Фрагмент текста »
+-------+

Если бы кто-то пропустил заседание, сразу возник бы вопрос: выходит, он сам все знает, без совета политбюро намерен обойтись? Долго бы такой человек в политбюро не задержался. Да никто и не хотел пропускать завидную возможность побыть в Москве.
На заседании обсуждались только наиболее важные проблемы. Остальные решения принимались опросом: общий отдел ЦК через фельдъегерей рассылал по всей стране членам политбюро документы, на которых нужно было написать «за» или «не согласен». Эти документы руководитель общего отдела республиканского ЦК докладывал своему хозяину в первую очередь. Но если кому-то и не нравился проект постановления, написать «не согласен» было нелегко. Часто члену политбюро звонили из Москвы и намекали:
— Уже все проголосовали, остался ты один.
После такого предупреждения не всякий решался возражать.
В зале, где заседало политбюро, места за столом занимали в зависимости от ранга и продолжительности пребывания в данном партийном звании. У каждого было свое место.
Во время заседания приносили чай, кофе, бутерброды. Если обсуждение затягивалось, то устраивали перерыв и все вместе обедали на втором этаже, в комнате возле Свердловского зала. За обедом разговор продолжался.

+-------+

Исходные записи »
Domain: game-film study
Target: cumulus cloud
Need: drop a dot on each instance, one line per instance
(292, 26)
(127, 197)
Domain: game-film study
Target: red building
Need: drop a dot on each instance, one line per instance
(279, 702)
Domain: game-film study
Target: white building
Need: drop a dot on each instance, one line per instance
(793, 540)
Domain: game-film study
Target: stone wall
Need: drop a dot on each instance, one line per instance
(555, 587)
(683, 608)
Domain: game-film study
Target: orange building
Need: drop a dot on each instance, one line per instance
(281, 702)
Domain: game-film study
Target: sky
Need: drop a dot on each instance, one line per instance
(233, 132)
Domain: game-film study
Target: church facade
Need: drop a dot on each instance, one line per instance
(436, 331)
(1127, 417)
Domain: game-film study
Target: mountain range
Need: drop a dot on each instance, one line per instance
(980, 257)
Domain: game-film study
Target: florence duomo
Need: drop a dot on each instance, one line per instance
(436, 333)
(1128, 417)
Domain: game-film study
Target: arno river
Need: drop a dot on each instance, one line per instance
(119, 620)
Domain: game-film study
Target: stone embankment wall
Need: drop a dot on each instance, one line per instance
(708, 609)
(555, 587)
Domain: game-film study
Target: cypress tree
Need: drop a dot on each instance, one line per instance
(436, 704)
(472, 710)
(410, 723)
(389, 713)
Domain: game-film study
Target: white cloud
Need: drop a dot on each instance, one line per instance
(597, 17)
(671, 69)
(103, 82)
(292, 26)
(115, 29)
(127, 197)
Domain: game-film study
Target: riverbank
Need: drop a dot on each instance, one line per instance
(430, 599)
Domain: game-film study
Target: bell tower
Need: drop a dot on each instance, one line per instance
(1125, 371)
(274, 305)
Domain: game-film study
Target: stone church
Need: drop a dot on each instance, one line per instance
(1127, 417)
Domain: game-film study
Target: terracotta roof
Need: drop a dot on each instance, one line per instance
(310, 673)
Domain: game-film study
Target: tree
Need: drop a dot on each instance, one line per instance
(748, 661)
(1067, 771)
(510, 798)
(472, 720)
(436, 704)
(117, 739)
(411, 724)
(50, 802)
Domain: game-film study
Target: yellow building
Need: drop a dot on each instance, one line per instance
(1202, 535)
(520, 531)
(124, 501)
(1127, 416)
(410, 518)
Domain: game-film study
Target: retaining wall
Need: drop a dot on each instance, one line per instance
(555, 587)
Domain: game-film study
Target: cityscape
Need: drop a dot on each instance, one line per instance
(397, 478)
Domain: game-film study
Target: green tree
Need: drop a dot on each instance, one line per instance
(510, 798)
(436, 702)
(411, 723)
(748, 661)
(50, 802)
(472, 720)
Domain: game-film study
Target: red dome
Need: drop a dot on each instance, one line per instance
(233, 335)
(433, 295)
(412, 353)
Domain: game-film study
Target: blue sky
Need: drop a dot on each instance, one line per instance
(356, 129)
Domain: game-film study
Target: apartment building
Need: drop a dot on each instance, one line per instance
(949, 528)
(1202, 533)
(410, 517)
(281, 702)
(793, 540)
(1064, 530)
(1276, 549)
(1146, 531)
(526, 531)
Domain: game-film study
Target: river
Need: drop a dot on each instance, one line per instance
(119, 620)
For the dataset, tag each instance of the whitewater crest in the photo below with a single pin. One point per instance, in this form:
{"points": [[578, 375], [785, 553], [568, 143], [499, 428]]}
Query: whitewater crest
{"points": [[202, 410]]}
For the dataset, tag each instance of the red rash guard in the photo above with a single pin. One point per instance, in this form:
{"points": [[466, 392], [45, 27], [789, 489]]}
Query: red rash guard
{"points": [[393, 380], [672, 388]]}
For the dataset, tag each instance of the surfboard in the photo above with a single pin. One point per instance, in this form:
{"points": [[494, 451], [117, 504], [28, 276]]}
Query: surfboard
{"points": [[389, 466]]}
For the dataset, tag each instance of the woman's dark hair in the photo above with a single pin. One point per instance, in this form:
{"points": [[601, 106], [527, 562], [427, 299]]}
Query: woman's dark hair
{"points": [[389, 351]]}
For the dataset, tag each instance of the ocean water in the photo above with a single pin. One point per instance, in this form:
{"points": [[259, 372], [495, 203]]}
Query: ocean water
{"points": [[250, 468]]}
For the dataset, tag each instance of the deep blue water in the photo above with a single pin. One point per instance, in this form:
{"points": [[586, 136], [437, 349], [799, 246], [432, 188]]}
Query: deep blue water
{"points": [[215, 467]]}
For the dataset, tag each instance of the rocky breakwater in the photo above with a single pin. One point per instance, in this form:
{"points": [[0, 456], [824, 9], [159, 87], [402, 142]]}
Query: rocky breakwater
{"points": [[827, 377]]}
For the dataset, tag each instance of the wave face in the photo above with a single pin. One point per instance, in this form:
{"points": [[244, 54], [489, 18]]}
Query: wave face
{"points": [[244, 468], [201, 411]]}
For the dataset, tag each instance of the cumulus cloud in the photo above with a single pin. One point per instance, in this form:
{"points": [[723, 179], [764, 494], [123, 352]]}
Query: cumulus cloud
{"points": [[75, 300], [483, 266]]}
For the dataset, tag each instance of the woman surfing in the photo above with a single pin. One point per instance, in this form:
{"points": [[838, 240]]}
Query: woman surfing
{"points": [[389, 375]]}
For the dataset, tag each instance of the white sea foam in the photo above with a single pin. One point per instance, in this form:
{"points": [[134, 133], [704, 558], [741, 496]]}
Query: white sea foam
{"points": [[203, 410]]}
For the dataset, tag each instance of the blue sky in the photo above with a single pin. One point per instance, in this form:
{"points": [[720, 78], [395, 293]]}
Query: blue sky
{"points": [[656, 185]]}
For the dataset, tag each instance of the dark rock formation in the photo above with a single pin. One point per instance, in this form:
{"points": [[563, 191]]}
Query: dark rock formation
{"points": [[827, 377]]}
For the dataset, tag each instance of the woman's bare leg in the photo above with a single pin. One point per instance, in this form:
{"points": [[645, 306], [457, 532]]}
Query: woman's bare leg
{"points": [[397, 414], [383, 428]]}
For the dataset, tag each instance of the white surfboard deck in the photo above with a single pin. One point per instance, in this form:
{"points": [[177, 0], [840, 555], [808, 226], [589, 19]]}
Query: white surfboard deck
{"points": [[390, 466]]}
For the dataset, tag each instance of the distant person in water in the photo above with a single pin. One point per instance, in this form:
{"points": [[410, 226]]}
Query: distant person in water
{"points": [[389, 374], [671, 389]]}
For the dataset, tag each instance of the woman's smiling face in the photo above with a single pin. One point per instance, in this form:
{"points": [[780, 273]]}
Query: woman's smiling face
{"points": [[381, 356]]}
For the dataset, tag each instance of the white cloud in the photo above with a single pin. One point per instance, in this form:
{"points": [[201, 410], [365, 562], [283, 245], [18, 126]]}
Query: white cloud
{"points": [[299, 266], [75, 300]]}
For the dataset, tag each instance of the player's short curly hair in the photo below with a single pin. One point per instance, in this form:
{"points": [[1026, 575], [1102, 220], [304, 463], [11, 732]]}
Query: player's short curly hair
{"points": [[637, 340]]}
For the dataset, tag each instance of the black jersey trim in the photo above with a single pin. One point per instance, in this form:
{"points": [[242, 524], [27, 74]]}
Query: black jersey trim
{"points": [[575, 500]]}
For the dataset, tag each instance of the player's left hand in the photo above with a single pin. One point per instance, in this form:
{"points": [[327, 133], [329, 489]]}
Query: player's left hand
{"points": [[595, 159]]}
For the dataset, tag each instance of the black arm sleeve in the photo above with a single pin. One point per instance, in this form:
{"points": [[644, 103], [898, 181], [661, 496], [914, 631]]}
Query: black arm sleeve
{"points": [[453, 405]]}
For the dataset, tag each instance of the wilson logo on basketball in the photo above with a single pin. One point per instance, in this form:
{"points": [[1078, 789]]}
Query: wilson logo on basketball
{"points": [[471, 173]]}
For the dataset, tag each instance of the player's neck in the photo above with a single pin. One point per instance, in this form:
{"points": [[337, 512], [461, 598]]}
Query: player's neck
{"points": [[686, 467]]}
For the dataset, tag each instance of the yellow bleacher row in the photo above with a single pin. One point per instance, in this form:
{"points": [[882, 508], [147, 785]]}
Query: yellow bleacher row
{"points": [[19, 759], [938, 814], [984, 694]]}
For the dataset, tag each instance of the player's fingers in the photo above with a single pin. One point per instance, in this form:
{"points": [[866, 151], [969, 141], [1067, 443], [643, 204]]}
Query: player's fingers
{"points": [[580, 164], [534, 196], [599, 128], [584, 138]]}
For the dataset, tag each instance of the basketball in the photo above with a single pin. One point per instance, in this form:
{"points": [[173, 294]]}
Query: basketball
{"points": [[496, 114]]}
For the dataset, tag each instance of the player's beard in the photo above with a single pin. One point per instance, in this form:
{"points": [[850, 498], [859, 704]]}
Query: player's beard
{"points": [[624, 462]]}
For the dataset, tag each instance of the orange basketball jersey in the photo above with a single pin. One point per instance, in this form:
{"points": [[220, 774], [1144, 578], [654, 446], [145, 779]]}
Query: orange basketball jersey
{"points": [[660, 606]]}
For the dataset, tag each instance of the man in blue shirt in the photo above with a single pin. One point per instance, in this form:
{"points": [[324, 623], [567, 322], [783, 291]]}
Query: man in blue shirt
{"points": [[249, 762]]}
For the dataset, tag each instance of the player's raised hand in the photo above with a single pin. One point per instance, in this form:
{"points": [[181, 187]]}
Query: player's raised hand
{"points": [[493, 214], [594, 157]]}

+-------+

Работа с материалом »
1/ Объясните по фрагменту текста, почему члены политбюро не пропускали заседаний. Уложитесь в одно–три предложения.
2/ Согласуются ли с фрагментом текста утверждения (a), (b) и (c)? На каждое ответьте «да» или «нет» и приведите решающие слова фрагмента дословно.
(a) Все решения политбюро принимались на заседаниях.
(b) Места за столом члены политбюро занимали произвольно.
(c) Если обсуждение затягивалось, участники вместе обедали.

Ответы по порядку »
1/ Пропустившего заседание сразу заподозрили бы в том, что он сам все знает и намерен обойтись без совета политбюро, и долго бы он в политбюро не задержался. Кроме того, никто не хотел упускать завидную возможность побыть в Москве.

2/
(a) Нет: «Остальные решения принимались опросом».
(b) Нет: «места за столом занимали в зависимости от ранга и продолжительности пребывания в данном партийном звании».
(c) Да: «Если обсуждение затягивалось, то устраивали перерыв и все вместе обедали на втором этаже».